DATASET EXTRACT —

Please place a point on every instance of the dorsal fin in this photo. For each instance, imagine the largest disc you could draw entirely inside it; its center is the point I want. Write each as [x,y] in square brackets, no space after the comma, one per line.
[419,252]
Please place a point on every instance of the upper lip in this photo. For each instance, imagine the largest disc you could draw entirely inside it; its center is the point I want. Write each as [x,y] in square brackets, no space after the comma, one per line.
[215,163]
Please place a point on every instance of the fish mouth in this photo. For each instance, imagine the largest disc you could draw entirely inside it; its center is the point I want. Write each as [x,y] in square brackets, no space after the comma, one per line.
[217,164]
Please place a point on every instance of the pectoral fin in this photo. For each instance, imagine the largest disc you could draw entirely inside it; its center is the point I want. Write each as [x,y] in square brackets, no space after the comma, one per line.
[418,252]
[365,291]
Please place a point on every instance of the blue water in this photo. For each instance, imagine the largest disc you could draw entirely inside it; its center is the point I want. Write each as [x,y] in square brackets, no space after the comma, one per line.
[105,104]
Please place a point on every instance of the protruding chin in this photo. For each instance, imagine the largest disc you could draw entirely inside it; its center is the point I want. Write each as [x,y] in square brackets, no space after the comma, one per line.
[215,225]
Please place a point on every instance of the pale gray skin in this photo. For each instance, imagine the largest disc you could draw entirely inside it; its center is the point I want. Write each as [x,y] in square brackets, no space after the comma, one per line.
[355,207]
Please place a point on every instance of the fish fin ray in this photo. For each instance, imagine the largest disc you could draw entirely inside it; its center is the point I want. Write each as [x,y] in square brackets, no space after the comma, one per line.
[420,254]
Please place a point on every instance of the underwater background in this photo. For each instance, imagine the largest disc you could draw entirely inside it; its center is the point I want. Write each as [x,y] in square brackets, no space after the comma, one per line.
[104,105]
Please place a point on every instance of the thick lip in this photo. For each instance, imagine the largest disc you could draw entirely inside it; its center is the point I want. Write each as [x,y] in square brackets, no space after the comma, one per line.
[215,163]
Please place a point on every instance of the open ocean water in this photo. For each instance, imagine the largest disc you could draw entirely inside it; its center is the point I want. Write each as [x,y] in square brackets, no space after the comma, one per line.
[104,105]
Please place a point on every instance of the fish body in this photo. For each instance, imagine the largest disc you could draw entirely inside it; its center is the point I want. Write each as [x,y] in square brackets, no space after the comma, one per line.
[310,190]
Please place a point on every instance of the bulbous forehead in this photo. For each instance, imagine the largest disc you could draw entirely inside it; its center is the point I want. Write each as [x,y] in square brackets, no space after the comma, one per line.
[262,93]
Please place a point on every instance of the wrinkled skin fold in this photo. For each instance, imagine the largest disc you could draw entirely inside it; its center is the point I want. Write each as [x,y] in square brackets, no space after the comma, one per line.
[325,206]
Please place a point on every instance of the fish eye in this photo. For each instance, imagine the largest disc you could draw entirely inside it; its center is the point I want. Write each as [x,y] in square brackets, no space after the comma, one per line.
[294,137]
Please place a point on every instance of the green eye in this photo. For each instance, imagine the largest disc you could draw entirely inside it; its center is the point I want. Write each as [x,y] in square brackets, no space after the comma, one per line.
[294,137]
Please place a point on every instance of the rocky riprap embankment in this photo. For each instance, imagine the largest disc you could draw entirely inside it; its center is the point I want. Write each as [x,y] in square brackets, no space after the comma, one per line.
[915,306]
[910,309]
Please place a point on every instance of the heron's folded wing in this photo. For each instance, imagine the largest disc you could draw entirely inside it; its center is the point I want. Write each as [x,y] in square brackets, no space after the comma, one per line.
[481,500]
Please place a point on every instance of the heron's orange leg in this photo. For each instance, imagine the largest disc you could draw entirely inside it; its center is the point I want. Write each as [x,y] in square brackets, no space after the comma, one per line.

REQUEST —
Type out all of the material again, word for word.

TASK SOLUTION —
Please place a point on every instance of the dorsal fin in this photo. For each instance, imagine the largest disc you could draw entirely inside it; its center is the point I want. Write each as [x,y] in square brackets, no space after the comma, one per line.
[419,252]
Please place a point on every instance of the upper lip in this photo. For each instance, imagine the largest disc you could draw entirely inside it; its center is the point I want. Write each as [x,y] in square brackets, no space after the comma, one per line.
[215,163]
Please place a point on every instance of the fish mouth in this photo. For each instance, imagine the largest disc you could draw entirely inside it; its center is the point I want. Write each as [x,y] in square brackets, no space after the comma, one per line.
[217,164]
Please place a point on every instance of the pectoral fin in this photo. For each instance, imagine the largest disc you could draw entirely inside it; its center is the point I want. Write each as [x,y] in square brackets, no space after the comma, one per line.
[418,252]
[365,291]
Please place a point on every instance of the blue water in this photo. For each instance, imagine the largest disc you could draw entirely inside it; its center is the point I want. Write each as [x,y] in square brackets, no space after the comma, one per line.
[105,104]
Please place a point on every instance of the protruding chin in this photo. For each instance, imagine the largest disc you could draw entirely inside it; its center is the point I want. Write each as [x,y] in square brackets, no space after the comma, one per line.
[215,225]
Please place a point on every instance of the pale gray skin in this photo. For each instance, imagine the largest disc you could draw entirely inside it; its center is the point I want. Write each as [x,y] in square brackets, no space after the comma, one per line.
[355,207]
Please place a point on every instance of the fish fin ray in this photo. For each instance, imagine the largest disc you could draw entirely inside it; its center is the point I want. Write each as [x,y] in square brackets, no space after the comma, one per line.
[420,254]
Please place a point on every instance of the underwater background in this photo. For each instance, imagine the largest disc you could draw entirely inside it; its center is the point I want. Write each as [x,y] in square brackets, no space after the comma, one per line.
[104,105]
Please place a point on every instance of the thick lip in this photo. For each instance, imagine the largest disc you could draw entirely inside it; its center is the point I want. Write each as [x,y] in square brackets, no space after the comma, one per line.
[215,163]
Please place a point on every instance of the open ocean water in this photo. For each instance, imagine the largest disc you could draw entirely inside it; its center is the point I want. Write each as [x,y] in square brackets, no space after the comma, one per line.
[104,105]
Please place a point on every instance of the fish body in this photo. For each instance, imagine the largest disc you could draw entirely inside it; its center is the point I want. Write each as [x,y] in square brackets, no space after the comma, one per line.
[310,190]
Please place a point on every instance of the bulbous forehead in this photo. For each instance, imagine the largest disc you could draw entirely inside it; its center is the point I want. Write each as [x,y] in square brackets, no space after the comma, one per line.
[262,93]
Please place a point on every instance of the wrinkled skin fold in this photo. For each instance, imagine the largest disc you could draw entirely inside it; its center is the point I want. Write each as [x,y] in square brackets, no space after the comma, one per line.
[325,206]
Please place a point on every instance of the fish eye in this photo. For each instance, imagine the largest disc you could draw entirely inside it; its center is the point I want. Write each as [x,y] in square brackets, no space after the comma, one per line.
[294,137]
Please place a point on every instance of the green eye in this photo. For each instance, imagine the largest disc you could draw entirely inside it; its center is the point I want. Write each as [x,y] in square brackets, no space after the comma, one per line.
[294,137]
Please place a point on every instance of the rocky riprap embankment in this photo. For each instance, imagine the largest disc you could draw entirely inside it; its center is the point I want. Write each as [x,y] in square brackets, no space after the comma, one per line.
[915,306]
[910,309]
Please place a point on every instance of the heron's folded wing in this photo. For each instance, imagine the largest disc you could draw entirely inside it; its center is the point I want. Write each as [x,y] in square brackets, no space after the comma, one per line.
[481,500]
Please place a point on every instance of the heron's orange leg in this photo. For each instance, imagine the largest disc you could draw entirely inside it; its center is the point I want. Write each as [x,y] in square brackets, no space after the comma, one per line.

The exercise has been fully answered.